## WHAT YOU WILL DO
Set down each entry again exactly as written.

[Records excerpted from a collection]
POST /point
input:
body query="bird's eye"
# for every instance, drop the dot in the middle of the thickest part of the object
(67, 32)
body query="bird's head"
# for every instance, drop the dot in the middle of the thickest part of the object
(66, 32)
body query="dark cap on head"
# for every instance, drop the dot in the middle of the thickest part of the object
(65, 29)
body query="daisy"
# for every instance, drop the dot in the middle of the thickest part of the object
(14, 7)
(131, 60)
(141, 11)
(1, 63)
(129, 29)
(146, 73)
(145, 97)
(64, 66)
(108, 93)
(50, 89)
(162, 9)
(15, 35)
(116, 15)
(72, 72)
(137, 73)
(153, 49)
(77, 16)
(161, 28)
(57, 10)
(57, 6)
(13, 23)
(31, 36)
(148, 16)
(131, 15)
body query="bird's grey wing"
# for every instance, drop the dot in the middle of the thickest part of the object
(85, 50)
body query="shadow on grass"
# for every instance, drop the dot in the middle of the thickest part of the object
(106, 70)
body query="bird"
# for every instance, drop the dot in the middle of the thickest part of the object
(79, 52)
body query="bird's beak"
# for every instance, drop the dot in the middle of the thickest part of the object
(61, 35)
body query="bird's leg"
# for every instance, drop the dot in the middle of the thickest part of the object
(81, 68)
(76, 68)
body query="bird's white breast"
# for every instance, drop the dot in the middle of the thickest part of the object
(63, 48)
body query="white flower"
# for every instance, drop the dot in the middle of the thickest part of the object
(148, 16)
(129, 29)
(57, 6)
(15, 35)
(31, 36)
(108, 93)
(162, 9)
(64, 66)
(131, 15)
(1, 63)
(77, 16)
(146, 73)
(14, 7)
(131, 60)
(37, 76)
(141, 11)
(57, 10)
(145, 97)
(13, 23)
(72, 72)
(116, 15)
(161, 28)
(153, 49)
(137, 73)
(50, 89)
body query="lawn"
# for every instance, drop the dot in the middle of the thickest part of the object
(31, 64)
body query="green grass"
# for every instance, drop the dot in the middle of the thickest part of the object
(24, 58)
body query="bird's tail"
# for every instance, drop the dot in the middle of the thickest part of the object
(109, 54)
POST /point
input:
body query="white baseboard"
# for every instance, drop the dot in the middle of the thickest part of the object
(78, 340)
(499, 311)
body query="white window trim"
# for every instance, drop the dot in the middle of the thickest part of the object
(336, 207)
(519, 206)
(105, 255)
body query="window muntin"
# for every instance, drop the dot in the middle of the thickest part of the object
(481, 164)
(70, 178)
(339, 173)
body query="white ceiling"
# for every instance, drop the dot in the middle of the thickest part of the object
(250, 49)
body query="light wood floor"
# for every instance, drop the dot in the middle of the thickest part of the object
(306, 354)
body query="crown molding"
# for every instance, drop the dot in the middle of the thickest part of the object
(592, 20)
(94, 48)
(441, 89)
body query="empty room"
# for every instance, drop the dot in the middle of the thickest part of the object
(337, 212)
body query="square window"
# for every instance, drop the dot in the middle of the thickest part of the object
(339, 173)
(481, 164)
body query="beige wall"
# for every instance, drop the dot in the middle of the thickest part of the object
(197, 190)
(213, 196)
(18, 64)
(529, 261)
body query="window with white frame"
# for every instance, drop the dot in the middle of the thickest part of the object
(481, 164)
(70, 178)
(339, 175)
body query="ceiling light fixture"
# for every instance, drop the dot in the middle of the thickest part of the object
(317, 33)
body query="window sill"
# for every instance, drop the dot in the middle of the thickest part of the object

## RESULT OF THIS EXERCISE
POST /point
input:
body query="bird's eye"
# for every instance, drop the dot in the middle of the thickest part of the object
(67, 32)
body query="bird's head"
# for every instance, drop the dot in the middle of the thickest part of the object
(66, 32)
body query="dark cap on head"
# for every instance, drop the dot in the middle of the thickest part of the object
(65, 29)
body query="daisy"
# for every instance, drop the dot in the middle of the thickest part of the object
(14, 7)
(131, 60)
(141, 11)
(1, 63)
(129, 29)
(146, 73)
(145, 97)
(64, 66)
(108, 93)
(50, 89)
(162, 9)
(15, 35)
(116, 15)
(72, 72)
(137, 73)
(153, 49)
(77, 16)
(161, 28)
(57, 10)
(57, 6)
(13, 23)
(31, 36)
(148, 16)
(131, 15)
body query="bird's grey wing"
# for every instance, drop the dot in the middle of the thickest part of the object
(85, 50)
body query="shadow on grass"
# for every instance, drop the dot in the middle of the thickest part of the object
(106, 70)
body query="bird"
# for every instance, drop the dot in the middle of the thickest part of the object
(79, 52)
body query="bird's beak"
# for every instance, drop the dot in the middle of the thickest part of the object
(61, 35)
body query="bird's leg"
# for every instance, drop the dot in the middle of the thickest part of the object
(81, 68)
(76, 68)
body query="bird's white breast"
# for every instance, drop the dot in the middle of the thickest part of the object
(63, 48)
body query="white flower"
# for every instance, drop the dot in the middle of the thickest part of the object
(148, 16)
(129, 29)
(57, 6)
(15, 35)
(31, 36)
(108, 93)
(162, 9)
(64, 66)
(131, 15)
(1, 63)
(77, 16)
(146, 73)
(14, 7)
(131, 60)
(37, 76)
(141, 11)
(57, 10)
(145, 97)
(13, 23)
(72, 72)
(116, 15)
(161, 28)
(153, 49)
(137, 73)
(50, 89)
body query="lawn"
# for every instance, drop the dot in the middle of the thickest part of the object
(31, 64)
body query="green grass"
# for every instance, drop the dot in the middle of the thickest part of the object
(24, 58)
body query="bird's tail"
# for every instance, drop the dot in the middle of the thickest part of the object
(109, 54)
POST /point
input:
body query="white baseboard"
# for every instance, drop the dot in the middle of the thickest part of the object
(78, 340)
(499, 311)
body query="white window trim"
# for every instance, drop the dot in the middle of the thickest part of the object
(336, 207)
(519, 206)
(105, 255)
body query="window muntin"
# for every instance, drop the dot in the middle of the thickest part of the object
(481, 164)
(70, 178)
(339, 173)
body query="white ceiling"
# for every instance, drop the dot in the middle of the thickest part of the object
(250, 49)
body query="light wood floor"
# for every instance, drop the dot in the middle of the thickest part of the object
(306, 354)
body query="crown molding"
# for every instance, drop the dot in the middle of the thickest part of the object
(592, 20)
(94, 48)
(441, 89)
body query="empty room"
# for every instance, drop the dot in the middle of the thickest part of the object
(337, 212)
body query="square window"
# for every instance, drop the dot in the middle of the thickest part of the object
(339, 173)
(481, 164)
body query="beige wall"
# for every instance, drop the dot in the middle of the thickest part of the object
(197, 190)
(213, 196)
(18, 64)
(529, 261)
body query="window with white frame"
# for every instance, drop the dot in the middle of the thickest part of the object
(481, 164)
(70, 178)
(339, 175)
body query="ceiling light fixture"
# for every instance, drop the dot in the middle of the thickest part of the object
(317, 33)
body query="window sill"
# for every instance, drop the dot in the middle of the thickest part of the object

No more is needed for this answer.